#### [What the exercise asks]
The whole of the data, every line, should come back exactly the same.

Dataset entries:
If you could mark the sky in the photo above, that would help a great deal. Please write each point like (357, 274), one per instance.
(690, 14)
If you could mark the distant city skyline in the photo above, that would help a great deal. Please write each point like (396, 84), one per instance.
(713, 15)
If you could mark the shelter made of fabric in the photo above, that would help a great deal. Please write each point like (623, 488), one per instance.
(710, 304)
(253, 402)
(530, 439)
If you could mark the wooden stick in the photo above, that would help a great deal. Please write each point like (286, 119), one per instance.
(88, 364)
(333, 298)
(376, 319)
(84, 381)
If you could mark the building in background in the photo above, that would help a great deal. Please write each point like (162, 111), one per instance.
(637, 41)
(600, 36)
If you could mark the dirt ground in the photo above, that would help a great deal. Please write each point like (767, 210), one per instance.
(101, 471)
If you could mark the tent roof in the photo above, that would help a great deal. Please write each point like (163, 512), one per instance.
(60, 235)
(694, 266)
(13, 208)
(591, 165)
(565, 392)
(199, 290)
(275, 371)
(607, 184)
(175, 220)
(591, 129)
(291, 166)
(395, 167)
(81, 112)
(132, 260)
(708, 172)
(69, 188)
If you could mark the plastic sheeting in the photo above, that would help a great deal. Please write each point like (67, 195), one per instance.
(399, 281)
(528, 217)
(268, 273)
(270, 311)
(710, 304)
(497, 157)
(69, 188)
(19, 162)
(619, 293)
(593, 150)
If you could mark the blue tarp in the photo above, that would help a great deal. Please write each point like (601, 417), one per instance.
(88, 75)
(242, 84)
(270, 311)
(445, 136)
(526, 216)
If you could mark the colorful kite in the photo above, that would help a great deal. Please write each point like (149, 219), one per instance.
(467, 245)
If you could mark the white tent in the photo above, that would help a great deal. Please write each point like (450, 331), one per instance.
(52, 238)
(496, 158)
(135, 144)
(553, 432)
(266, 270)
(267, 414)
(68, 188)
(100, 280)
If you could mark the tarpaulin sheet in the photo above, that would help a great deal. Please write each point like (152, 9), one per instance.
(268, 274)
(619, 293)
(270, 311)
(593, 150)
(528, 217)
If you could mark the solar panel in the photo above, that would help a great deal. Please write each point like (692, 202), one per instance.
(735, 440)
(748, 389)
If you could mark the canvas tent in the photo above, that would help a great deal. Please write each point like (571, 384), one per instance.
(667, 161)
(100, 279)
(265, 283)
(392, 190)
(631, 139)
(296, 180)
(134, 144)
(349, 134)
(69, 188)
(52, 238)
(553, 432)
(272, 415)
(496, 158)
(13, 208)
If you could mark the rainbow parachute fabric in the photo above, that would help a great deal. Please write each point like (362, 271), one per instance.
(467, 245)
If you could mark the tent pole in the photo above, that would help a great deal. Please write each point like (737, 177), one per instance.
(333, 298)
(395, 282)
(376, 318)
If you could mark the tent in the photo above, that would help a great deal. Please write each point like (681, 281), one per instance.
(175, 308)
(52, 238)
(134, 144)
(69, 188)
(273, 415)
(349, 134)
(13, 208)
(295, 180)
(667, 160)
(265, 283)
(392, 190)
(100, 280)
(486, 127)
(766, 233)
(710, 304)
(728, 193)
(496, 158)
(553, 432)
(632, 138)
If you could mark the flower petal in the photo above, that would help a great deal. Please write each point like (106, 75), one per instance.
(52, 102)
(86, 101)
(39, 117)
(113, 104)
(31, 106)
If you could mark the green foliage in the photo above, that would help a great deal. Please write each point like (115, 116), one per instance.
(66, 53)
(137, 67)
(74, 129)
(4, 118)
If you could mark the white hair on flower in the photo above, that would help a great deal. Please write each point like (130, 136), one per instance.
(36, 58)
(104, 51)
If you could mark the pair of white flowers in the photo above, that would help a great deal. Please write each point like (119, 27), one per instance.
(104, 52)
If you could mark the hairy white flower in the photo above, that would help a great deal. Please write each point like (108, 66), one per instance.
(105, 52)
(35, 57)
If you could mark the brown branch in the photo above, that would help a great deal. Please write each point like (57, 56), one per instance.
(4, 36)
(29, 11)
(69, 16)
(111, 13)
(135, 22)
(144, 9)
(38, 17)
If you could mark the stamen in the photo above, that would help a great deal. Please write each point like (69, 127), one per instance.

#### [Answer for the task]
If you could mark the sky in the photo above, that would help a great deal. Please write each point like (357, 274), one per instance.
(690, 14)
If you could mark the distant city skyline in the photo above, that would help a great deal. Please write each point like (396, 84), one per instance.
(713, 15)
If you could mark the shelter made of fabric in the photo above, that would help a great deal. Please write each point like (623, 488), one per instance.
(710, 304)
(253, 402)
(530, 439)
If you could mark the wooden stick in the photo above, that would help a great deal. Please write each point like (286, 119), one per instance.
(88, 364)
(333, 298)
(376, 319)
(84, 381)
If you could mark the building in background in the photo above, that would help a great deal. Please write each point like (162, 111), one per instance.
(637, 41)
(600, 36)
If you could mark the dirt ground in the photo above, that would help a great deal. Please write each point like (767, 210), one per instance.
(101, 471)
If you could mark the tent roof in the photo above, that would help a great deal. Please write each point like (163, 512), one per instance.
(60, 235)
(694, 266)
(13, 208)
(591, 165)
(565, 392)
(199, 290)
(275, 371)
(607, 184)
(175, 220)
(591, 129)
(291, 166)
(395, 167)
(81, 112)
(132, 260)
(708, 172)
(69, 188)
If you could mark the plastic sheeting in the photo above, that would help a great deal. Please write each point like (67, 195), one per instance.
(399, 281)
(528, 217)
(268, 273)
(270, 311)
(710, 304)
(497, 157)
(69, 188)
(19, 162)
(619, 293)
(593, 150)
If you could mark the blue tarp in the photo above, that would help a great deal. Please write each point like (601, 417), one per instance.
(88, 75)
(242, 84)
(270, 311)
(445, 136)
(526, 216)
If you could mark the colorful kite in the photo above, that would help a great deal. Please write each point like (149, 219), one per instance.
(467, 245)
If you could mark the white tent in the photo above, that would help a great deal. Please write each point like (450, 331), one per instance.
(52, 238)
(496, 158)
(135, 144)
(553, 432)
(266, 270)
(267, 414)
(68, 188)
(100, 280)
If you could mark the tarpaulin sheet in the photo above, that would help a great deal. Please write each point like (152, 9), one per instance.
(268, 274)
(619, 293)
(270, 311)
(593, 150)
(528, 217)
If you could mark the solar panel in the photo above, that would help a great deal. Please write each point like (692, 202), one per instance.
(735, 440)
(748, 389)
If you could mark the canvas tent in the photo above, that would help a great deal. Please write each point like (571, 384), one per instance.
(667, 161)
(100, 279)
(265, 283)
(392, 190)
(631, 139)
(296, 180)
(134, 144)
(349, 134)
(69, 188)
(52, 238)
(553, 432)
(272, 415)
(496, 158)
(13, 208)
If you could mark the rainbow parachute fabric in the photo above, that would help a great deal. Please write each point like (362, 271), one per instance.
(467, 245)
If you could mark the tent pole in the photo above, that would help a great deal. Please write each point like (737, 177), one per instance.
(333, 298)
(395, 282)
(376, 318)
If you could mark the tent in the photo above, that would help a great deal. Please write each point like (681, 281), one per instance.
(175, 308)
(52, 238)
(134, 144)
(69, 188)
(273, 415)
(349, 134)
(13, 208)
(295, 180)
(667, 160)
(265, 283)
(392, 190)
(100, 280)
(486, 127)
(766, 233)
(710, 304)
(728, 193)
(496, 158)
(553, 432)
(632, 138)
If you could mark the flower petal in the photo above, that would help a great deal. Please write each point like (106, 75), one per instance.
(52, 102)
(86, 101)
(39, 117)
(113, 104)
(31, 106)
If you could mark the green foliage in the photo above, that would help a great deal. Please write each point like (115, 116), one per instance.
(66, 53)
(137, 67)
(74, 129)
(4, 118)
If you could mark the white hair on flower in the photo above, that would help a great deal. Please write each point like (130, 136), one per instance.
(36, 58)
(104, 51)
If you could mark the pair of white flowers in the photo above, that would help a great deal. Please write each point like (119, 27), one per instance.
(104, 52)
If you could mark the hairy white flower in the photo above, that would help a great deal. Please write each point like (108, 66), one per instance.
(105, 52)
(35, 57)
If you could mark the brown branch in the photo above, that would help a great deal. Please write each point like (57, 56), one per instance.
(4, 36)
(29, 11)
(69, 16)
(111, 13)
(135, 22)
(144, 9)
(38, 17)
If you could mark the stamen in the photo above, that would help a great deal. Please write each point like (69, 127), one per instance.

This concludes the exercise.